__What is expected__
Without the pictures, return all of the material exactly as written.

────────────────────

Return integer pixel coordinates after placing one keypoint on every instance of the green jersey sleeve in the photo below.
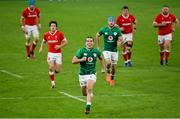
(119, 32)
(79, 54)
(98, 53)
(101, 31)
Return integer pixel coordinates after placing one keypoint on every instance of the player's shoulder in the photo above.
(119, 17)
(37, 9)
(131, 15)
(159, 15)
(59, 32)
(82, 50)
(172, 15)
(96, 50)
(46, 33)
(25, 9)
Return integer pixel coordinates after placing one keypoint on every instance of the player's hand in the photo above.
(57, 47)
(40, 50)
(164, 24)
(39, 26)
(23, 29)
(103, 71)
(121, 28)
(83, 59)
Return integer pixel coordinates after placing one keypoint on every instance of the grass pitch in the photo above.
(145, 90)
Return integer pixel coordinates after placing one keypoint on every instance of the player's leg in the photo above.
(161, 48)
(125, 55)
(89, 90)
(107, 58)
(82, 82)
(113, 67)
(124, 50)
(36, 38)
(129, 52)
(167, 50)
(58, 62)
(27, 44)
(51, 74)
(51, 63)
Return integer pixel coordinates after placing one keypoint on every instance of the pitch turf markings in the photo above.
(73, 97)
(12, 74)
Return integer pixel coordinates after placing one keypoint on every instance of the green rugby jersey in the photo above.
(89, 66)
(110, 38)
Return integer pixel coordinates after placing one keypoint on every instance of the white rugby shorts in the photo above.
(111, 56)
(84, 78)
(163, 38)
(54, 57)
(31, 30)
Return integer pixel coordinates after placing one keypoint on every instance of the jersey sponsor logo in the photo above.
(95, 55)
(52, 41)
(106, 33)
(126, 24)
(110, 38)
(32, 15)
(115, 33)
(90, 59)
(85, 54)
(55, 36)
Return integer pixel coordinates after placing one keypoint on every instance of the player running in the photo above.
(87, 58)
(30, 24)
(56, 40)
(127, 23)
(166, 24)
(112, 38)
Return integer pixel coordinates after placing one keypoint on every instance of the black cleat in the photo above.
(87, 111)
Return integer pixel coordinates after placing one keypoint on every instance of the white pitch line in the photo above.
(12, 74)
(73, 97)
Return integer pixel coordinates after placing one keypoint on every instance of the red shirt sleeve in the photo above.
(44, 37)
(133, 18)
(24, 13)
(38, 12)
(174, 18)
(62, 35)
(157, 19)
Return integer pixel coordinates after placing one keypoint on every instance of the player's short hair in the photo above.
(111, 18)
(165, 6)
(125, 7)
(52, 22)
(90, 38)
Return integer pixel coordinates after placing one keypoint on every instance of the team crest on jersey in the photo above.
(85, 54)
(110, 38)
(94, 54)
(115, 33)
(90, 59)
(55, 36)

────────────────────

__Correct answer__
Return integer pixel coordinates after placing one keypoint on every instance of the green jersey sleeve in the photo below.
(119, 32)
(79, 54)
(98, 53)
(101, 31)
Return integer pixel coordinates after placing one keypoint on every instance of the player's shoulder in the photo above.
(119, 17)
(37, 9)
(131, 15)
(159, 15)
(59, 32)
(82, 50)
(172, 15)
(96, 50)
(46, 33)
(25, 9)
Return integer pixel coordinates after placing one keypoint on every instance of the player's hand in the photo above.
(57, 47)
(40, 50)
(164, 24)
(39, 26)
(23, 29)
(103, 71)
(121, 28)
(83, 59)
Return integer pixel coordinates after placing one keypoint on every instance of the grass pitch in the photo above.
(145, 90)
Return integer pixel coordinates after placing one keypoint on every instance of the player's leg in the photo above.
(161, 48)
(125, 55)
(89, 90)
(107, 58)
(82, 82)
(113, 67)
(124, 50)
(36, 38)
(129, 52)
(167, 50)
(58, 62)
(27, 44)
(51, 74)
(51, 63)
Return integer pixel coordinates after placing one keypoint on every instance of the pitch turf markings in the photo above.
(73, 97)
(12, 74)
Return integer pixel coordinates after placing one keypoint on every instance of the green rugby jersey in the photo above.
(89, 66)
(110, 38)
Return integer pixel coordinates after placing one keypoint on every instance of the white rugby shorts in the photo above.
(111, 56)
(84, 78)
(163, 38)
(54, 57)
(31, 30)
Return integer pixel coordinates after placing one keypoint on every instance of the jersey sponsor logo in the photo above.
(95, 55)
(52, 41)
(106, 33)
(126, 24)
(110, 38)
(32, 15)
(115, 33)
(90, 59)
(85, 54)
(55, 36)
Return integer pixel coordinates after placing one keypoint on every instance of the player running in the photo above.
(87, 58)
(30, 24)
(56, 40)
(127, 23)
(166, 24)
(112, 38)
Return integer pixel coordinates after placing one keypoint on every instance of the black cleat in the photo above.
(87, 111)
Return integer pixel coordinates after placing one keypoint on every instance of the white pitch line in the photo above.
(12, 74)
(73, 97)
Return integer pixel coordinates after placing one keypoint on every instance of the red shirt sleeve in the photo above.
(44, 37)
(133, 18)
(24, 13)
(38, 12)
(174, 18)
(62, 35)
(157, 19)
Return integer pixel coordinates after placing one keypoint on every instance of the player's short hair in the photo above.
(111, 18)
(165, 6)
(125, 7)
(52, 22)
(90, 38)
Return integer pixel coordinates after placing one keypoint on every instance of the team crest on jersey in the photo above.
(85, 54)
(110, 38)
(94, 54)
(115, 33)
(90, 59)
(55, 36)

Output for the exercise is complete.